**Exercice proposé 1:**
Répondez aux questions suivantes d'après l'extrait.
(a) Quelle année de publication est indiquée ?
(b) Quel métier exerce Réveillon ?
(c) Qui raccompagne Ingénue chez elle après l'émeute ?
**Exercice proposé 2:** Relevez chaque ligne des enregistrements qui contient le mot "thin", en la recopiant intégralement.

**Extrait:**
########

Ingénue Vous êtes ici : Accueil > Œuvre > Dictionnaire des œuvres
Page précédente | Imprimer

Titre Ingénue

Année de publication 1854

Genre Roman

Collaborateur(s) Paul Lacroix 

Epoque du récit 1788-1793

Résumé En août 1788, Marat, médecin aux écuries du comte d'Artois, et Danton, avocat, font connaissance à l'occasion de l'annonce du remplacement de M. de Brienne par Necker au poste de ministre des finances.

Au cours d'un déjeuner, Marat raconte à Danton un épisode de sa jeunesse qui a bouleversé sa vie aussi bien moralement que physiquement. En Pologne, il fut le professeur de la belle comtesse Cécile Obinska dont il tomba amoureux fou. Devant son mépris, il lui fit prendre un narcotique et abusa d'elle. A la suite de quoi il fut roué de coups et laissé pour mort. Le chemin du retour en France fut long, semé d'embûches et les souffrances endurées le rendirent laid et méchant...

Le peuple décide de brûler l'effigie de M. de Brienne, mais cette manifestation tourne vite à l'émeute. Revenant de dîner de chez leur ami Réveillon, fabricant de papiers peints, le célèbre écrivain Restif de la Bretonne et sa fille Ingénue s'y trouvent mêlés et sont séparés lors de la charge du guet.

Ingénue est raccompagnée chez elle par le comte d'Artois qui lui manifeste un grand intérêt dont elle ne se soucie guère. Il faut dire que son coeur est pris par Christian, un jeune homme qui ose enfin demander sa main à son père. Seulement Restif, par conviction, ne mariera sa fille qu'à un ouvrier ou à un marchand. Or, Christian est en fait le comte Obinska, page du comte d'Artois. Désespéré, avec l'envie de mourir, il se dirige vers l'émeute. Grièvement blessé à la jambe, il est amené par Danton à Marat qui le contraint à l'immobilité avant de reconnaître avec stupeur en la mère du jeune homme, sa belle et froide polonaise...

Pendant ce temps, Auger, homme de confiance du comte d'Artois, essaye par tous les moyens de livrer Ingénue à son maître, mais sans succès. Le prince, mécontent de son incapacité, le renvoie donc. Feignant le repentir, Auger, avec l'aide d'un prêtre, se réconcilie avec Restif et Ingénue, se fait embaucher par Réveillon, et se comporte de telle façon que sa demande de mariage avec Ingénue est acceptée. En effet celle-ci, ignorant la blessure de Christian et son impossibilité de bouger, prend son silence pour une rupture.

########

**Jeu de données:**
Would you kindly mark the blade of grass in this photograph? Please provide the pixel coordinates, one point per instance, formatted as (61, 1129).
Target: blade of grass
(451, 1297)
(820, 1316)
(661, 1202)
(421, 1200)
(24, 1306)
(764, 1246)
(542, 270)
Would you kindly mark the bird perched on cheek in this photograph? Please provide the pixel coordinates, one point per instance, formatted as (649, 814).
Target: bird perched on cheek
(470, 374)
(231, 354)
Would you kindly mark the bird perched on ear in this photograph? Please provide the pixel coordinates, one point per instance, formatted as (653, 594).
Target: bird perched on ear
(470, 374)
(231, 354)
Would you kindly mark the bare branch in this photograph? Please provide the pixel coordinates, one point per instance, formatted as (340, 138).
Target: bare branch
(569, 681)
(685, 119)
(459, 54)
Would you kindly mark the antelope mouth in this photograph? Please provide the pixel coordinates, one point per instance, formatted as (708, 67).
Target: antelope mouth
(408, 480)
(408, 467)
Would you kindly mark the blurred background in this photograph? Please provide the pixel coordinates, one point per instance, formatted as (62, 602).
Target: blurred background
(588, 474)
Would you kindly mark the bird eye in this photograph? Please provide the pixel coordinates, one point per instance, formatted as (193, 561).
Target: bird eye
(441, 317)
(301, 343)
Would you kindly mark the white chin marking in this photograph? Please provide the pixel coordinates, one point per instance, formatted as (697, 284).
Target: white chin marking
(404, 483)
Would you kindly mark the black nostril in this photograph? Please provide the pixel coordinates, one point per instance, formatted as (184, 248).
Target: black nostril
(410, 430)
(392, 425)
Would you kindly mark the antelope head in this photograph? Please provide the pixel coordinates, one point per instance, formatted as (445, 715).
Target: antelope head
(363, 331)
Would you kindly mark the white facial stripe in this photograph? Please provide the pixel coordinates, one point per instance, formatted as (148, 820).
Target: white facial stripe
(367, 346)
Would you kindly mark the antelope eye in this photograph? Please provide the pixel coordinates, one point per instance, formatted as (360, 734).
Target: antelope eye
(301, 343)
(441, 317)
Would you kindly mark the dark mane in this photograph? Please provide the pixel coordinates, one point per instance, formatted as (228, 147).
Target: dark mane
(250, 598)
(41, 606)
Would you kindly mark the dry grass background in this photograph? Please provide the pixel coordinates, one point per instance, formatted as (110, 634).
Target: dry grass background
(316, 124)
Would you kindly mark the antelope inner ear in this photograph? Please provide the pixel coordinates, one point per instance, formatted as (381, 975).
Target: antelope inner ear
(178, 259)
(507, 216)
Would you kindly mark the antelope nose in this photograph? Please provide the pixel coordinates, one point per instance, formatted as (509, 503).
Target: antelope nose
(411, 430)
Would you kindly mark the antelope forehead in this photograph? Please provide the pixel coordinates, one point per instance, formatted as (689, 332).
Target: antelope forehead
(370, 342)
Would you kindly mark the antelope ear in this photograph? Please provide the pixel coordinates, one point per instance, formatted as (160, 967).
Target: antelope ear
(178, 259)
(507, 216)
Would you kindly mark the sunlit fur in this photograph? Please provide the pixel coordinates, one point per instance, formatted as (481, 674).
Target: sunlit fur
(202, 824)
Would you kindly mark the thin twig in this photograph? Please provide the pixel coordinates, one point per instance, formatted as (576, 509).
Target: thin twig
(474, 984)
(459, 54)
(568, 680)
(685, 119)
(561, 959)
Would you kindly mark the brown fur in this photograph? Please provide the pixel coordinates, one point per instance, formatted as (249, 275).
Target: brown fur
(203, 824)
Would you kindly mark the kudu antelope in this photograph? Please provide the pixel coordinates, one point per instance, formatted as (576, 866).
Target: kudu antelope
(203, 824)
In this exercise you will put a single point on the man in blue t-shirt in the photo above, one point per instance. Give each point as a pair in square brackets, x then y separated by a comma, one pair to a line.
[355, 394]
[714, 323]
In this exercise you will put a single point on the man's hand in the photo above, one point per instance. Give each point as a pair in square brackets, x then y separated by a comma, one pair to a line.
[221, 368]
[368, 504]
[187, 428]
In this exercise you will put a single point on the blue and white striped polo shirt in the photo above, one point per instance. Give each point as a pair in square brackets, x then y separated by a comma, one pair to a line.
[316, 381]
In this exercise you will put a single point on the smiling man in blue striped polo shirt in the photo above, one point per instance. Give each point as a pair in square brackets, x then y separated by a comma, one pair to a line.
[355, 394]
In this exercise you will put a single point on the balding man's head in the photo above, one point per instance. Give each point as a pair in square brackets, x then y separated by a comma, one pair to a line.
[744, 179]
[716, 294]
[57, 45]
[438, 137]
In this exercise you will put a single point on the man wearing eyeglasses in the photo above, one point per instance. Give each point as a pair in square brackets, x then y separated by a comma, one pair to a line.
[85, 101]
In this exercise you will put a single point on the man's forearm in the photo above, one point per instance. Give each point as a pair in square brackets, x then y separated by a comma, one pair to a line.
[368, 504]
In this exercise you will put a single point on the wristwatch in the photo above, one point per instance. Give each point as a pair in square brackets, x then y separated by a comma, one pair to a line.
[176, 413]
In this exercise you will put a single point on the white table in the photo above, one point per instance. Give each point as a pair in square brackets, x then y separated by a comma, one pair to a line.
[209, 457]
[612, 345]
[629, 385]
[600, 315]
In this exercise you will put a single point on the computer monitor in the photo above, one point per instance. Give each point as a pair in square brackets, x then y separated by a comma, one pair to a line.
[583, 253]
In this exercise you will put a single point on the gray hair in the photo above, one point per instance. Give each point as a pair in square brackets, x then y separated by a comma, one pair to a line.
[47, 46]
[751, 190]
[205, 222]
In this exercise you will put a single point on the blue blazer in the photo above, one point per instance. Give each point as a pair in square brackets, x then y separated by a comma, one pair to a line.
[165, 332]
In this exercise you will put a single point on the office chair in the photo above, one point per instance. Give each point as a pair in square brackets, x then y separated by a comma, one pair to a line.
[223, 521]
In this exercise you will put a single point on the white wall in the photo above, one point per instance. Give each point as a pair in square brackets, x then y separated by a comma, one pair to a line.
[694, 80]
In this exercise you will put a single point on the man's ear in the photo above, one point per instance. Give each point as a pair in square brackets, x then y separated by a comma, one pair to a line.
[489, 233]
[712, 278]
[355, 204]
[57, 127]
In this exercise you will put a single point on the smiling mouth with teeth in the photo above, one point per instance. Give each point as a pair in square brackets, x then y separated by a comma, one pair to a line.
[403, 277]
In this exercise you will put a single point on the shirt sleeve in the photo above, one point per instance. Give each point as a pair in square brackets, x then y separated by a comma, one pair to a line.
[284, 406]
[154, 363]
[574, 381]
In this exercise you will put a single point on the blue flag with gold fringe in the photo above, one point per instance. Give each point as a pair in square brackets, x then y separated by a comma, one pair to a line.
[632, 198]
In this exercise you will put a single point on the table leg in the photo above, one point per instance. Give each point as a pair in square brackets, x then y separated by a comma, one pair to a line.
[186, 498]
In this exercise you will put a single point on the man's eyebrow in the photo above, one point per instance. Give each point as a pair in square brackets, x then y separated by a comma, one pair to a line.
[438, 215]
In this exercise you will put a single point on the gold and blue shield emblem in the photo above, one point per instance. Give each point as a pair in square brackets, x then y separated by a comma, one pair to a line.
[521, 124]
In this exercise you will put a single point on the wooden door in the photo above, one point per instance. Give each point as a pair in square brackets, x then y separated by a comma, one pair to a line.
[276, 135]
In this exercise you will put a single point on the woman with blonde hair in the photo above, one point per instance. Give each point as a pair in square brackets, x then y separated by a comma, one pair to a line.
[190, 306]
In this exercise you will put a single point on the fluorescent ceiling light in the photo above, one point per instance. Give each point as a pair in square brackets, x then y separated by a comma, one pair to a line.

########

**Bonne réponse 1:**
(a) 1854
(b) Fabricant de papiers peints
(c) Le comte d'Artois

**Bonne réponse 2:**
Would you kindly mark the thin twig in this photograph? Please provide the pixel coordinates, one point per instance, formatted as (576, 509).
Target: thin twig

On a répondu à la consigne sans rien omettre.